From the first line to the last, copy the listing below word for word.
------ PROVIDED ENTRIES
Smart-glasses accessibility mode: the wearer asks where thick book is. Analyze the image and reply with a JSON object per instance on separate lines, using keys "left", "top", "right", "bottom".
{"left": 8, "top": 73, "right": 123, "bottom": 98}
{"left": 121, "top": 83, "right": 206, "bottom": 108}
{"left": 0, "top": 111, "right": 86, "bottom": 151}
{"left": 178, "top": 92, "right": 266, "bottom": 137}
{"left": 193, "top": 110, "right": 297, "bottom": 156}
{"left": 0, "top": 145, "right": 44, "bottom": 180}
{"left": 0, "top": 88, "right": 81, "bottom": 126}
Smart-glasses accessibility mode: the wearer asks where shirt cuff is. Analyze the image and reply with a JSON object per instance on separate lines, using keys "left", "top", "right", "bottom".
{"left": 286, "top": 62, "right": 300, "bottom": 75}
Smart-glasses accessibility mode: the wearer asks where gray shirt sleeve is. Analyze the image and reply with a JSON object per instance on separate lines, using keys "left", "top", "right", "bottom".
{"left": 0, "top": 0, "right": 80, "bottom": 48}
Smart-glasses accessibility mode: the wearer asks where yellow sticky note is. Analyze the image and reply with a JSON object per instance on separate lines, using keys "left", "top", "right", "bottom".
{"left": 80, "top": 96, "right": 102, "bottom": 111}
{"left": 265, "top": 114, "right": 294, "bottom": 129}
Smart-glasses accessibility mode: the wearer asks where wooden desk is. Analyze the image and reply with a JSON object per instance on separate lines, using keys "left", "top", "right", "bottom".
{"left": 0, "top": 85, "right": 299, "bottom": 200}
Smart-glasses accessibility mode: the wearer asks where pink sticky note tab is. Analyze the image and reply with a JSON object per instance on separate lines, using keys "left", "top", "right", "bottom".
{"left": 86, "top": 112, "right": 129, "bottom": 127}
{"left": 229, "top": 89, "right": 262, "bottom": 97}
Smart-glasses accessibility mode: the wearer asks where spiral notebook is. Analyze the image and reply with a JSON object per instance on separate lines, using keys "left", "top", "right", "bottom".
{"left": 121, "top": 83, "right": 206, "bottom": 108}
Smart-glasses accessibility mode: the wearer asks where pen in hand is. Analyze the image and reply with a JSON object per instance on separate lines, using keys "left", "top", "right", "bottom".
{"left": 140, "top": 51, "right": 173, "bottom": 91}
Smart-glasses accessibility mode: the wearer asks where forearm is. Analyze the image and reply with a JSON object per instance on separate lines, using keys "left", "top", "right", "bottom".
------------
TASK RESULT:
Smart-glasses accessibility mode: the wearer asks where thick book is. Analyze the image and reply with a JSON object per instance on separate lines, using keys "left", "top", "right", "bottom".
{"left": 8, "top": 73, "right": 123, "bottom": 98}
{"left": 121, "top": 83, "right": 206, "bottom": 108}
{"left": 0, "top": 111, "right": 86, "bottom": 151}
{"left": 178, "top": 92, "right": 266, "bottom": 137}
{"left": 193, "top": 110, "right": 297, "bottom": 156}
{"left": 0, "top": 145, "right": 44, "bottom": 180}
{"left": 0, "top": 88, "right": 81, "bottom": 126}
Smart-glasses accessibility mode: the wearer asks where shirt cuff is. Analyze the image and reply with a JSON object per instance on separate lines, using keys "left", "top", "right", "bottom".
{"left": 286, "top": 62, "right": 300, "bottom": 75}
Smart-glasses accessibility mode: the wearer asks where gray shirt sleeve is. Analyze the image and reply with a JSON object per instance on separate lines, using keys "left", "top", "right", "bottom".
{"left": 0, "top": 0, "right": 80, "bottom": 48}
Smart-glasses accessibility mode: the wearer asks where yellow sticky note is. Analyze the image and reply with a JSON object per instance on separate lines, using keys "left", "top", "right", "bottom".
{"left": 80, "top": 96, "right": 102, "bottom": 111}
{"left": 265, "top": 114, "right": 294, "bottom": 129}
Smart-glasses accessibility mode: the wearer asks where wooden desk is. Analyze the image and reply with a JSON object per instance on separate lines, using keys "left", "top", "right", "bottom".
{"left": 0, "top": 85, "right": 299, "bottom": 200}
Smart-glasses accessibility mode: the wearer asks where pink sticky note tab is. Analyze the image and reply with a JSON object per instance on separate lines, using keys "left", "top", "right", "bottom".
{"left": 86, "top": 112, "right": 129, "bottom": 127}
{"left": 229, "top": 89, "right": 262, "bottom": 97}
Smart-glasses accessibility mode: the wearer asks where spiral notebook is. Analyze the image and reply with a JSON object per instance on separate lines, using keys "left", "top", "right", "bottom".
{"left": 121, "top": 83, "right": 206, "bottom": 108}
Smart-glasses accessibility mode: the wearer asks where pen in hand is. Analyze the image and reply with a JSON object per instance on separate lines, using keys "left", "top", "right", "bottom".
{"left": 140, "top": 51, "right": 173, "bottom": 91}
Smart-glasses accessibility mode: the wearer asks where forearm is. Analyze the image and reply with a JSON object per instance on separate lines, using keys "left", "top", "right", "bottom".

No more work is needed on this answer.